The fields of stem cell research and hematology lost one of their brightest stars last week with the passing of Paul S. Frenette, M.D., who died on July 26 from angiosarcoma, a rare cancer. Dr. Frenette was 56.
A pioneer in hematopoietic stem cell research, Dr. Frenette was recruited in 2010 to become the founding director and chair of the Ruth L. and David S. Gottesman Institute for Stem Cell Biology and Regenerative Medicine Research at Albert Einstein College of Medicine. Also a professor of medicine and of cell biology, he made breakthrough observations that helped advance our understanding of vascular biology, sickle-cell disease, cancer, and stem cell biology.
Witty, light-hearted, focused, kind, and always genuine, Dr. Frenette was known for his passions for science, skiing, ice hockey, good food, and great wine. Above all, he adored his family and friends, and he loved life.
A cherished friend, mentor, co-worker, and brilliant collaborator, Dr. Frenette imparted ease, clarity, and joy no matter the setting or topic—whether it was a lively exchange at a scientific conference, discussing institutional issues in his office or lab in the Price Center, sharing a ride on the express bus from the Upper East Side to the Bronx, or pairing wines over dinner.
Dr. Frenette was a remarkably creative and productive scientist. A stem cell biologist, he found unique connections that had eluded others and employed highly sophisticated techniques to test his hypotheses. As a result, he was able to make a series of groundbreaking discoveries relating to the production and release of hematopoietic stem cells from their “niche” in the bone marrow; the mechanisms by which the abnormal red cells in sickle-cell anemia clump in blood vessels leading to sickle-cell crises; and the role of the autonomic nervous system in regulating the growth of prostate cancer and leukemia cells.

Brief:
According to the tribute above, what rare cancer caused Dr. Frenette's death?

Data supplied:
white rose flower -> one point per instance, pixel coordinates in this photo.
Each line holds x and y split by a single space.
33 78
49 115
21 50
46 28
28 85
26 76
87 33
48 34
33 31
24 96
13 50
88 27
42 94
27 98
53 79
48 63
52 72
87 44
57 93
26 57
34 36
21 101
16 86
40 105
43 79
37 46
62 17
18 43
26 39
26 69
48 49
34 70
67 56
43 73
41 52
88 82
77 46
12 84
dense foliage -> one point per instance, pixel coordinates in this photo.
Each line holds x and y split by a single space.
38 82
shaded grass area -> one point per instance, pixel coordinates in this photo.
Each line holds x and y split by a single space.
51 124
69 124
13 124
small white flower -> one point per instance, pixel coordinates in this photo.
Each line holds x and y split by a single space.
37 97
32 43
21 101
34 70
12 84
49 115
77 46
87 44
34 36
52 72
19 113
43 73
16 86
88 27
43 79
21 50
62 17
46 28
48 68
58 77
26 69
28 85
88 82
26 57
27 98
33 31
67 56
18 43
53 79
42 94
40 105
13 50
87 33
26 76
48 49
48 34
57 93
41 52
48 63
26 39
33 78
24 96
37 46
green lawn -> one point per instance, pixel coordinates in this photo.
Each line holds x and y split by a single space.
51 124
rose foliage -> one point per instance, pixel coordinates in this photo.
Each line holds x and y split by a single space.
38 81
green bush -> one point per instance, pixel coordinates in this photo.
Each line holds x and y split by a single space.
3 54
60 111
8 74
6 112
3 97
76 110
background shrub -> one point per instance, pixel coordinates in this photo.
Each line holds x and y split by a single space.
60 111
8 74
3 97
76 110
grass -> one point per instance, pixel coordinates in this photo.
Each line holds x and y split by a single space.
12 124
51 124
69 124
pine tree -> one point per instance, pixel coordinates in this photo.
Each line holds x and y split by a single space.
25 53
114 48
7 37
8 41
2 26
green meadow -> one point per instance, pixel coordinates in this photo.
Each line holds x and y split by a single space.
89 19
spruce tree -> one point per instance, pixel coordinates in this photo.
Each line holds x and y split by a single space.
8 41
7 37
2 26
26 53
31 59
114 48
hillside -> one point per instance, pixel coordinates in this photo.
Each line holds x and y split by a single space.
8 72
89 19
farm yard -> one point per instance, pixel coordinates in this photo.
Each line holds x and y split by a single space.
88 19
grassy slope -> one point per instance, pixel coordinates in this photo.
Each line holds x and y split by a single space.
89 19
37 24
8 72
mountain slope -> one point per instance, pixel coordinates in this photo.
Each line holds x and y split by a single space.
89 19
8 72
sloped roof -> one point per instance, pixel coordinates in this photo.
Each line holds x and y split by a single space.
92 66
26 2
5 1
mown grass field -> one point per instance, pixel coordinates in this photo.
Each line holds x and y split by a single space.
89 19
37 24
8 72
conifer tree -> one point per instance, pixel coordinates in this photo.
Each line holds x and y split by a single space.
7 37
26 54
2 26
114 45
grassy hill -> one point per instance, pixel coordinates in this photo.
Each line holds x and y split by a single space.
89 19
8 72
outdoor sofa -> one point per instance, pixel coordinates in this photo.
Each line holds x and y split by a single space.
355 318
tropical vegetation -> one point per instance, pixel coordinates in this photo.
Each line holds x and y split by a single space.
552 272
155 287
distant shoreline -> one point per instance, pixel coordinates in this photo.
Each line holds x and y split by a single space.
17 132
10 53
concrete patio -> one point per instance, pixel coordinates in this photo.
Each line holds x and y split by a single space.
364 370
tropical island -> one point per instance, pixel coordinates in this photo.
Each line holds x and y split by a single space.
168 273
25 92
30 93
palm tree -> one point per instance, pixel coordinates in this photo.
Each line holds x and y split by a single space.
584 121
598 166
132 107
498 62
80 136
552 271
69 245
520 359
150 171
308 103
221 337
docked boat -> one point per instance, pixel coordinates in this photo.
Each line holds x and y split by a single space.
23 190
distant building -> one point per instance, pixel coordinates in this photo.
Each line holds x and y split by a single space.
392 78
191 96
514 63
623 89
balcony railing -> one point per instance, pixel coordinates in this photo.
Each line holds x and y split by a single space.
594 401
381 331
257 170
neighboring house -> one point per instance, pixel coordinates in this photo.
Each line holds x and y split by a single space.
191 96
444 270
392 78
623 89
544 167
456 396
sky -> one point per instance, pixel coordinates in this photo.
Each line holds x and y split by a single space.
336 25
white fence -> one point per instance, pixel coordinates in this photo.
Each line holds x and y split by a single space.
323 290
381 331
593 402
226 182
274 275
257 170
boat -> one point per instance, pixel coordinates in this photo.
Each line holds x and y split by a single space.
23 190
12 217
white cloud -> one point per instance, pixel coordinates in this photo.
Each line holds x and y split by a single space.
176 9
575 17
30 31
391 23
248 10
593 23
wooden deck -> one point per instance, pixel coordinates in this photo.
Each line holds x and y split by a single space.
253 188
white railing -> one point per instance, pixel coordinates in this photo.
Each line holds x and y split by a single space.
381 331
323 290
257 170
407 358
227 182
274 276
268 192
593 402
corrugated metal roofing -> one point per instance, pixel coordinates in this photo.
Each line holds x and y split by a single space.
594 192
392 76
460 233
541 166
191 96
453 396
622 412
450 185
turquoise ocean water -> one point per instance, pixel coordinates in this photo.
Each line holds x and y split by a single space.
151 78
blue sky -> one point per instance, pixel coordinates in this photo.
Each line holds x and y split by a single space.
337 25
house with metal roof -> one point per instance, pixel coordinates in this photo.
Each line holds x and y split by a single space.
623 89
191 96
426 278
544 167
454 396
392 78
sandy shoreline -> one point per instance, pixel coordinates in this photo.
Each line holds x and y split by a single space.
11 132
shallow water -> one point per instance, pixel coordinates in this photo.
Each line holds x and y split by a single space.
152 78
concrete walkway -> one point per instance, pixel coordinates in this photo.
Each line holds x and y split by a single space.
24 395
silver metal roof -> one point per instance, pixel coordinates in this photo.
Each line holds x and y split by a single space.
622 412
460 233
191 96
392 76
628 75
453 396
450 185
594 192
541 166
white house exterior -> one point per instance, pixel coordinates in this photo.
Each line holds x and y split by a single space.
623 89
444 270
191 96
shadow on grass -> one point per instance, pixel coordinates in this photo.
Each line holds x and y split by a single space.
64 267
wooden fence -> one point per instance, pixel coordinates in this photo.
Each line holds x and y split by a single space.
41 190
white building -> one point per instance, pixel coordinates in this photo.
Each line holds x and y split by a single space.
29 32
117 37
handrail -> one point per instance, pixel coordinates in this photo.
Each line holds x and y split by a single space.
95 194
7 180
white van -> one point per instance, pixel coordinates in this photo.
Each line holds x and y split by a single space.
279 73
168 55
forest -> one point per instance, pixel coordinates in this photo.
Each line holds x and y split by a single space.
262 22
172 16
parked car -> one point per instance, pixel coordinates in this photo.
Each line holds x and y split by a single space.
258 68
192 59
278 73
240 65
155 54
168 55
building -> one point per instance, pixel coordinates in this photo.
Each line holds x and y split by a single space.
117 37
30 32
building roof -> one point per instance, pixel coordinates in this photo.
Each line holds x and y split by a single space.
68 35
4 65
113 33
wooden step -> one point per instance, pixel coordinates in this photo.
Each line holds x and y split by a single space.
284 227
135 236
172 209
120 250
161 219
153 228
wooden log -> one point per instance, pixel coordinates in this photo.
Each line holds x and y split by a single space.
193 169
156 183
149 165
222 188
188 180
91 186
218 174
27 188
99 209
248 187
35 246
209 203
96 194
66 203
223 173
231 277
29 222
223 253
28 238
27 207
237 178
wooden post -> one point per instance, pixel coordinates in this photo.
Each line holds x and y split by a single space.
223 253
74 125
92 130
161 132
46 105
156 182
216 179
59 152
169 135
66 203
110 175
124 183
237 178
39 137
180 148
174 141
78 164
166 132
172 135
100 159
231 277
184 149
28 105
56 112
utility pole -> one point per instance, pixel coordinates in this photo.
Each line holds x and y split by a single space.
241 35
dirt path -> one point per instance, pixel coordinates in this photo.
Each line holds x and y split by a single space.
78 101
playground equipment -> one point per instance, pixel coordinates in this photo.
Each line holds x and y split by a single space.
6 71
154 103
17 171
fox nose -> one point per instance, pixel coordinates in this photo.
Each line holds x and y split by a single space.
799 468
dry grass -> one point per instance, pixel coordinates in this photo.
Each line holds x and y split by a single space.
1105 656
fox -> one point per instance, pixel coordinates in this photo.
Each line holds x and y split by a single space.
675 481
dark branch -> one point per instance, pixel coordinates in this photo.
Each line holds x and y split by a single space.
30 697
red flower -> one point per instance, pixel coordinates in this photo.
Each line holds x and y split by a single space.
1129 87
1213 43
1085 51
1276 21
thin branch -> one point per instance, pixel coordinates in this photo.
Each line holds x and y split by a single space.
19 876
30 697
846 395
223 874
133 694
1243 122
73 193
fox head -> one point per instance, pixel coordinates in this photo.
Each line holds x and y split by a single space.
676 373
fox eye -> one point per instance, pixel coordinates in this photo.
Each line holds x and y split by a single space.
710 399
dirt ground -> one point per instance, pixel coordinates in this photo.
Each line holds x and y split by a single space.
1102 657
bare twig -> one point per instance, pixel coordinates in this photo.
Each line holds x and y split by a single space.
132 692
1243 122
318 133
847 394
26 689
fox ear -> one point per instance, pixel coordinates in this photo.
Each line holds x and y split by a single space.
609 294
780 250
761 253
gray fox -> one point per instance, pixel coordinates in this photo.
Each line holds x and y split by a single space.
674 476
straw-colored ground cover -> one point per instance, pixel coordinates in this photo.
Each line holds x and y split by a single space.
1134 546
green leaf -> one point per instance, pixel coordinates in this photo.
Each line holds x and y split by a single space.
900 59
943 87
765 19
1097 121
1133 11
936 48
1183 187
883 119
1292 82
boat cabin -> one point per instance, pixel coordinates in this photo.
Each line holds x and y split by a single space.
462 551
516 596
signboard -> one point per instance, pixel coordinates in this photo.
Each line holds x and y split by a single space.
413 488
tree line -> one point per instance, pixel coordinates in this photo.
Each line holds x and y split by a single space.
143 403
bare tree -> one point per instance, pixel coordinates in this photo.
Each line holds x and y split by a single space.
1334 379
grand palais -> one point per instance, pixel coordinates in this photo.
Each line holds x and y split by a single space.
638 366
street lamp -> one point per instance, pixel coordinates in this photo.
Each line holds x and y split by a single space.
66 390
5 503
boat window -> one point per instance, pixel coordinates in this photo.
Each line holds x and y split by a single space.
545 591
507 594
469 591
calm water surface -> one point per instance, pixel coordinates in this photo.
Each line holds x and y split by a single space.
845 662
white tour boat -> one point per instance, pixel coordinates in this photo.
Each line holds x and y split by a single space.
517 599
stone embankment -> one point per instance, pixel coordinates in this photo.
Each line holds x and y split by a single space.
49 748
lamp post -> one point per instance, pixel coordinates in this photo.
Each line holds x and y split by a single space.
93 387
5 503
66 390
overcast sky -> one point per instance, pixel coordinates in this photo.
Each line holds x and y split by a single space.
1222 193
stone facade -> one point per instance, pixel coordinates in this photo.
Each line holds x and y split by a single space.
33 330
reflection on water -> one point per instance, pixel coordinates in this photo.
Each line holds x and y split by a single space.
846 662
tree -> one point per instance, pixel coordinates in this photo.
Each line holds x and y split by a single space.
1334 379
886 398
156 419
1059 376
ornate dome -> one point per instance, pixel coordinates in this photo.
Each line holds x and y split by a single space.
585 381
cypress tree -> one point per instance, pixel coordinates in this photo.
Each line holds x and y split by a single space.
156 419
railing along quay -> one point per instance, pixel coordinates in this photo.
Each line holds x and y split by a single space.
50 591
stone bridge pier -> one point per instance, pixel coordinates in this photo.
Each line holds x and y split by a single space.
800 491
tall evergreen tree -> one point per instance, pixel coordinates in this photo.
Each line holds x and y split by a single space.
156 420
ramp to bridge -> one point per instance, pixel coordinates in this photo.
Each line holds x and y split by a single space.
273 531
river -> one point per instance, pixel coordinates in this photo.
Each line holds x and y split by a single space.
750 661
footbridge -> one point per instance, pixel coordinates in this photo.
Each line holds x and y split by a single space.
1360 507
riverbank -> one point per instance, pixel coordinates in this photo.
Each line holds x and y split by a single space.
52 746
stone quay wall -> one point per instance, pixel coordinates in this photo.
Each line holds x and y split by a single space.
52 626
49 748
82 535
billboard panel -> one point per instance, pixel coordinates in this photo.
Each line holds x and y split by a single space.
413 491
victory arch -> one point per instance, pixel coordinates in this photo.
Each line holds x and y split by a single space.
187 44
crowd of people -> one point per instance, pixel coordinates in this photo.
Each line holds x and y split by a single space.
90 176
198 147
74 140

Result:
Angiosarcoma